AUFGABENSTELLUNG: Gib aus dem unten stehenden Forumsbeitrag über Laufwerke, die nicht mehr alles lesen, den Abschnitt wortgetreu wieder, beginnend bei „Ich habe vor“ und endend bei „das liegen ?“.

BEREITGESTELLTER AUSZUG:
+ + + +
# Laufwerke lesen nicht mehr alles



## Mway-Tuning (20. März 2006)

Servus ich habe folgendesn Problem.

Ich habe vor 2 Wochen meinen Rechner formatiert und neu gemacht. Seit diesem Zeitpunkt lesen beide Laufwerke DVD-Laufwerk und DVD-Brenner nicht mehr alles CD`s.

Das Problem ist, sie haben ja die CD´s vorher gelesen ! An was kann das liegen ?

Betriebsystem ist XP SP 1

P.S hab ja die Bezeichnung der Laufwerke vergessen 

1. ist es Artec DHI-G40
2. BTC DRW 100 8IM


----------



## jaquline (21. März 2006)

Hi!
Versuch doch einfach mal ne Reinigungs CD. Vieleicht ist das Problem damit schon gelöst.
Hatte das gleiche Prob mit meiner PS2, danach gings dann.

vlg Jaquline


----------



## Mway-Tuning (21. März 2006)

Niemals werde ich eine reinigungs-CD in mein Laufwerk tun, hab schon mit einigen Leuten gesprochen, die meinten ihr Laufwerk war dann hinterher Schrott !


----------
+ + + +
BEREITGESTELLTE DATEN:
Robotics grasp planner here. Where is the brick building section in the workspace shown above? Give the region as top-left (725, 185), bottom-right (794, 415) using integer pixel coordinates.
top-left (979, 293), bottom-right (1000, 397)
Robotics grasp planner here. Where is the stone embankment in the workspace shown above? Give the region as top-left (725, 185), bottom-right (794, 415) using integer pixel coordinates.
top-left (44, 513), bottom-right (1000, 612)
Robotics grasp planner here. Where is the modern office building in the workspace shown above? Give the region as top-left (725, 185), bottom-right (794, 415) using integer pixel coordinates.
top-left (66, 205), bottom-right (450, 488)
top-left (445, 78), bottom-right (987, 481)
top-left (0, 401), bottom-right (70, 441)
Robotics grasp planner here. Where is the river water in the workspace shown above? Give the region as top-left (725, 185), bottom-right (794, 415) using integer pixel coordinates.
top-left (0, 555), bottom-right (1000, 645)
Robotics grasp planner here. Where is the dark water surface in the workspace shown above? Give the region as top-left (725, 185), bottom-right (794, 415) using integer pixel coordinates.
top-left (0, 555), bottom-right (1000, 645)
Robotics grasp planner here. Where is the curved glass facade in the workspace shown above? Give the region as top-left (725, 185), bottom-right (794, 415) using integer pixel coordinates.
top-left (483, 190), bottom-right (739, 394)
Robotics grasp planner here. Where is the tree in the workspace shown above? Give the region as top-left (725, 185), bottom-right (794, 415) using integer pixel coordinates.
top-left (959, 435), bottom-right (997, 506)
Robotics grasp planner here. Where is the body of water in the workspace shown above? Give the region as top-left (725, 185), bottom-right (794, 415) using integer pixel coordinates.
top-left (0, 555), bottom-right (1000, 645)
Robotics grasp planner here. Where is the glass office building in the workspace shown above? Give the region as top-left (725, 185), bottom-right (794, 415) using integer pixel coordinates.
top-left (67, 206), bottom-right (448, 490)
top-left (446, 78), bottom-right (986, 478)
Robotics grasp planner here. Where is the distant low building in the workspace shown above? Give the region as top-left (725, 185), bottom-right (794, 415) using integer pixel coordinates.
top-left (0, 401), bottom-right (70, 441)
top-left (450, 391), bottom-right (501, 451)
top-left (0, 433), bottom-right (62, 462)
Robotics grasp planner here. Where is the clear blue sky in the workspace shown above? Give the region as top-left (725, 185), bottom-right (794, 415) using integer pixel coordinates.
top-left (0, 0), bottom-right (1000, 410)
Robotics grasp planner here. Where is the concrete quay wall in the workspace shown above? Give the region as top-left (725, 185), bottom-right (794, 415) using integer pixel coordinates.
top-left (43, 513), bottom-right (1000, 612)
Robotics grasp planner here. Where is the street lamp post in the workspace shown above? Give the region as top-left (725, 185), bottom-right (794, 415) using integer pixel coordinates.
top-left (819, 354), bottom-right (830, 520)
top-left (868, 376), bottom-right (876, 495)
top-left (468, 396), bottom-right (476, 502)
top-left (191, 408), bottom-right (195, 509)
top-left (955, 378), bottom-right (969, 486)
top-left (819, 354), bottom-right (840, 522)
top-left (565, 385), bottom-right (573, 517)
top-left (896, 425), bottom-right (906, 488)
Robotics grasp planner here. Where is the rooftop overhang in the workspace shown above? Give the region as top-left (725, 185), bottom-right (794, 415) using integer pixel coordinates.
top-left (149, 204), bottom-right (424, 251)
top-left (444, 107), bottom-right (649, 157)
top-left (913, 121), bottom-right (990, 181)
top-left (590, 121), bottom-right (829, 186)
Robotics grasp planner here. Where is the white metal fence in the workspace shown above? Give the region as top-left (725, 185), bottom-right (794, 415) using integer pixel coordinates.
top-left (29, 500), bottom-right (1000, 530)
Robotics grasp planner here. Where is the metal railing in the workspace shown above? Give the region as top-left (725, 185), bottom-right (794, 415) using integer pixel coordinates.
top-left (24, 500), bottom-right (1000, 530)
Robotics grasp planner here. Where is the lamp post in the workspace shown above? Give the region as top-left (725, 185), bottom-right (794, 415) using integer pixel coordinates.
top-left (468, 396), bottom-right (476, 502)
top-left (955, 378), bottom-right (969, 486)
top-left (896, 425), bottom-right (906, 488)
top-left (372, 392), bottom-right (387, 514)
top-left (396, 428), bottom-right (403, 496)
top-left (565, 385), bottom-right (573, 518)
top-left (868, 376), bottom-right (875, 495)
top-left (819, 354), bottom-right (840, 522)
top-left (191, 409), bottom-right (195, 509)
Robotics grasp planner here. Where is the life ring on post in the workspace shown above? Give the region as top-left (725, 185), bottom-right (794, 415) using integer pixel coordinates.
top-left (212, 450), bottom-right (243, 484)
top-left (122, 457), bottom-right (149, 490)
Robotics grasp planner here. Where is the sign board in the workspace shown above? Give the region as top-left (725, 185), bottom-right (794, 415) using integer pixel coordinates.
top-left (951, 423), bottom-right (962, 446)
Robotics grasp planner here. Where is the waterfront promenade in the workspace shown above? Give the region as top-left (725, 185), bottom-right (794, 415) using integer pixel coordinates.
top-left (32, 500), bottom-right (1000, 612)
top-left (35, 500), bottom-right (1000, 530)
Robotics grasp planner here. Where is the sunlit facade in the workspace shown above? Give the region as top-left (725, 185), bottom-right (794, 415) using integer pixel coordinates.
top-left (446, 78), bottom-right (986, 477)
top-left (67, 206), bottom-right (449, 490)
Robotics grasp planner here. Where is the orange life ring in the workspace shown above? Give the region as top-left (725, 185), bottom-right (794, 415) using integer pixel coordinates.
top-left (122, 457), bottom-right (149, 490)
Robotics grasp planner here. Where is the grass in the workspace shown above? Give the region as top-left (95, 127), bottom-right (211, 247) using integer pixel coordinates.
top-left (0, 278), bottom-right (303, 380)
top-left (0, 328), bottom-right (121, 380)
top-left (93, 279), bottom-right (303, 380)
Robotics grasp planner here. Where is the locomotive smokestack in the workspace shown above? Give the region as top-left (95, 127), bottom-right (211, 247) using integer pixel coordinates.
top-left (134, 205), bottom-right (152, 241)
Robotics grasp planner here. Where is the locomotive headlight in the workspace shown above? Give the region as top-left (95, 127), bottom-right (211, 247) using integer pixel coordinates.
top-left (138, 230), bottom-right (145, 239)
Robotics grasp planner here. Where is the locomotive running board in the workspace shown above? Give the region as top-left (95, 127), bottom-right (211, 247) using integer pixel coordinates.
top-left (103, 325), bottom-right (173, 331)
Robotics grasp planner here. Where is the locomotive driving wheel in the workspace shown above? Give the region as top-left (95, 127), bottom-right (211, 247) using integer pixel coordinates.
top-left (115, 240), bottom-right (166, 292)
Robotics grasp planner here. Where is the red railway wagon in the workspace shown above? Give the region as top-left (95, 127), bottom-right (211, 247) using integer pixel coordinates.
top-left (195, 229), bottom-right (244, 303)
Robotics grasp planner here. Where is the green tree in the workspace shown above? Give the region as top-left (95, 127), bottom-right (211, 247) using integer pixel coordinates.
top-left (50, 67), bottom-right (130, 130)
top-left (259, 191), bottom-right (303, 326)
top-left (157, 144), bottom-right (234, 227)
+ + + +
LÖSUNG DER AUFGABE:
Ich habe vor 2 Wochen meinen Rechner formatiert und neu gemacht. Seit diesem Zeitpunkt lesen beide Laufwerke DVD-Laufwerk und DVD-Brenner nicht mehr alles CD`s.

Das Problem ist, sie haben ja die CD´s vorher gelesen ! An was kann das liegen ?